About this exercise. Across the entries that follow, work out the number of lines containing the string "instance", and state it alone.
(Beginning of Source material)
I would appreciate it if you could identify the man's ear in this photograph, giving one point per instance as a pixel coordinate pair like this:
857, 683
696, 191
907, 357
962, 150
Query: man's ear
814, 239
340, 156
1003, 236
(End of Source material)
(Beginning of Source material)
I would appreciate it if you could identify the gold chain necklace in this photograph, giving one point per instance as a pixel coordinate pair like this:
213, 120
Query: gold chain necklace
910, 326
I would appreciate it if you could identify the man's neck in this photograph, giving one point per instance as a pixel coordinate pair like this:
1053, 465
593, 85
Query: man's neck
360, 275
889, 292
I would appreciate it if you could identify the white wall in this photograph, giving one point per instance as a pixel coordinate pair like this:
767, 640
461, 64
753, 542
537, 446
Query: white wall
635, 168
(End of Source material)
(Beginning of Source material)
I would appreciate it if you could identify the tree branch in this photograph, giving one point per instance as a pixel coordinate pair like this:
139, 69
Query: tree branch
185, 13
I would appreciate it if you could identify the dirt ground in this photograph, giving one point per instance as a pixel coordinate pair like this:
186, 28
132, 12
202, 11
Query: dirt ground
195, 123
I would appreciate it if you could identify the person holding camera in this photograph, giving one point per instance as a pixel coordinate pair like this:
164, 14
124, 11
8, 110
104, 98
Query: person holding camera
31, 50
(End of Source material)
Output for this task. 7